■ WHAT NEEDS TO BE DONE:
Locate each line in the records below that contains the string "girl", and copy those lines out in full.
·····
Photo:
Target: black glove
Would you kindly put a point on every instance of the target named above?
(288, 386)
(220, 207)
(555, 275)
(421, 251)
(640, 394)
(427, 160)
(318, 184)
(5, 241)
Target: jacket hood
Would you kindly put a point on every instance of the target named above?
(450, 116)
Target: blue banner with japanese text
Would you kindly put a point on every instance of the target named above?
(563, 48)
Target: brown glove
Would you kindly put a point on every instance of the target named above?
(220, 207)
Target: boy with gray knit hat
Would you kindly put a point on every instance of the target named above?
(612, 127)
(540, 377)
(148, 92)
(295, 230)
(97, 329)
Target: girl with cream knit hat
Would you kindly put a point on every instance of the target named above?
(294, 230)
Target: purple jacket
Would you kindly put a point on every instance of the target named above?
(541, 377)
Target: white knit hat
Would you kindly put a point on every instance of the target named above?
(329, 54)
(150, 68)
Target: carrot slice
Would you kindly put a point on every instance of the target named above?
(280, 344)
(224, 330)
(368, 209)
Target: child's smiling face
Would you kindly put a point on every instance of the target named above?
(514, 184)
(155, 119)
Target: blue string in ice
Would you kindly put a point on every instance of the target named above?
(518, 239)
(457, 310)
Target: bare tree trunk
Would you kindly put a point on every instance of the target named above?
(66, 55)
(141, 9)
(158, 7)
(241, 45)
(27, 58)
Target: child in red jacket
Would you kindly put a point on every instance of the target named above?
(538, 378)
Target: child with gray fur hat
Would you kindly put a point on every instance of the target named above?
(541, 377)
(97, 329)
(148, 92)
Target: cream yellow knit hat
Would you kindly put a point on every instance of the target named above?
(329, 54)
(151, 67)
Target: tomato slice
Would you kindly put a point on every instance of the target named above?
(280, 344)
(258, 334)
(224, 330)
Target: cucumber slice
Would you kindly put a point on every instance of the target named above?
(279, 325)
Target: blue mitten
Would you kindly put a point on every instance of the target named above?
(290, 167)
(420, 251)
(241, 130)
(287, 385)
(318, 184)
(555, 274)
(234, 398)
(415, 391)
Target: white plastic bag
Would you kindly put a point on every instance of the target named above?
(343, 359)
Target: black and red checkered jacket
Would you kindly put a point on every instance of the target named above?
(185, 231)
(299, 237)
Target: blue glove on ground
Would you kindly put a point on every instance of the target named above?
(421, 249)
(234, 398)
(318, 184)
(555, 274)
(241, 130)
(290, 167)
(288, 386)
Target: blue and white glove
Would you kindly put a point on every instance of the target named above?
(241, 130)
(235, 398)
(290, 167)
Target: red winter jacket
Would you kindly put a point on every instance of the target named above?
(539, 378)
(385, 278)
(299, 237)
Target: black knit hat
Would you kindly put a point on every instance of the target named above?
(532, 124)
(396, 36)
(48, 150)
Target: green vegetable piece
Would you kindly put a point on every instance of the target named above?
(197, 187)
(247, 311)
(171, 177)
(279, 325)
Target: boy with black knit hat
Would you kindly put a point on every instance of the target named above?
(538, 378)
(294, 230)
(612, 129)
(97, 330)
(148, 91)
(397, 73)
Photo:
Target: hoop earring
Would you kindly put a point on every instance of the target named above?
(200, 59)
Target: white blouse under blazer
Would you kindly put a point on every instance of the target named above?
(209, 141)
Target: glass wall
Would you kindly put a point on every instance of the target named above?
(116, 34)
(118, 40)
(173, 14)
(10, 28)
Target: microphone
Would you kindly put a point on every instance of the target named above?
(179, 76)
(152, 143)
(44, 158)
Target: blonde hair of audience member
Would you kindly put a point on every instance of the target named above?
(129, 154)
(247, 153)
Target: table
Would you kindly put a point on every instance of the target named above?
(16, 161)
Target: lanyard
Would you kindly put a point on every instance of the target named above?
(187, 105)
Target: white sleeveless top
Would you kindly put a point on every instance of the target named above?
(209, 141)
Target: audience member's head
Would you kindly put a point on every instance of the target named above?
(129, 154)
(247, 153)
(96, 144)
·····
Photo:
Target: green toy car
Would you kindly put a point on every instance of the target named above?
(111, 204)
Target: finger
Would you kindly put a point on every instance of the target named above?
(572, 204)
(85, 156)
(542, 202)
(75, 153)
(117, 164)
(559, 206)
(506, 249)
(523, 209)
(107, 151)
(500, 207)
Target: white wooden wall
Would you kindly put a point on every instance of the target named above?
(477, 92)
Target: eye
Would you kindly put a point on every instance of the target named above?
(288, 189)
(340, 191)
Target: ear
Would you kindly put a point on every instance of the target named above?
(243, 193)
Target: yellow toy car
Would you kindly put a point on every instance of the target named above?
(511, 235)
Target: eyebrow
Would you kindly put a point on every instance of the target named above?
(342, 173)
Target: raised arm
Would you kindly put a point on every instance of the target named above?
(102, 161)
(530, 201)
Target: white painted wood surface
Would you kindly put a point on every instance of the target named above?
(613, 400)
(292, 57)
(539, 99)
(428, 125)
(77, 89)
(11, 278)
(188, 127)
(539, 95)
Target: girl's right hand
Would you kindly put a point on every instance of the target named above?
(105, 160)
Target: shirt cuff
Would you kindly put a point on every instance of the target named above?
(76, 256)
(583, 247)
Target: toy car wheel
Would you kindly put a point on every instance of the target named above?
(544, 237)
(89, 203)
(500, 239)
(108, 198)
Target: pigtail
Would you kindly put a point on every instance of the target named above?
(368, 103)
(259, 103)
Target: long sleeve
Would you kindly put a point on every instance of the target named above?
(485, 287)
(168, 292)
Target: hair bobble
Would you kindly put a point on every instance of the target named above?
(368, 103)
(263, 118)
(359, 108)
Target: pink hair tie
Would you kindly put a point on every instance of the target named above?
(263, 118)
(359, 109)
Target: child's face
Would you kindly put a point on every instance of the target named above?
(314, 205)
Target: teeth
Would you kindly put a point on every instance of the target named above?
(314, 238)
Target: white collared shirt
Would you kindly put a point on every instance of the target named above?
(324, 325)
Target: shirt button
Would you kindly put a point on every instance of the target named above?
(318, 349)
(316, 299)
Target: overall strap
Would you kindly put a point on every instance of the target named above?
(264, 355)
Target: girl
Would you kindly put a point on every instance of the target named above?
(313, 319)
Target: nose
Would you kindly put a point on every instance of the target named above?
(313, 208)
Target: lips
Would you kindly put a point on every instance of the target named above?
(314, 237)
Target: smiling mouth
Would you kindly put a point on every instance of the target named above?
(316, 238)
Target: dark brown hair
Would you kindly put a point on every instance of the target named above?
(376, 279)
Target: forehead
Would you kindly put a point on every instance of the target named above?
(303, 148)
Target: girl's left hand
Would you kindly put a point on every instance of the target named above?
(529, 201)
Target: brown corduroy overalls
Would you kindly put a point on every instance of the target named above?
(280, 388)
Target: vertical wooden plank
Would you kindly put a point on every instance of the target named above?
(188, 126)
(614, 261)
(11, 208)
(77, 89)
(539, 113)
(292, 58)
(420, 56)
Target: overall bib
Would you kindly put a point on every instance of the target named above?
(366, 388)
·····
■ SOLVED PROBLEM:
Target: girl with cream knit hat
Target: girl's right hand
Target: girl
Target: girl's left hand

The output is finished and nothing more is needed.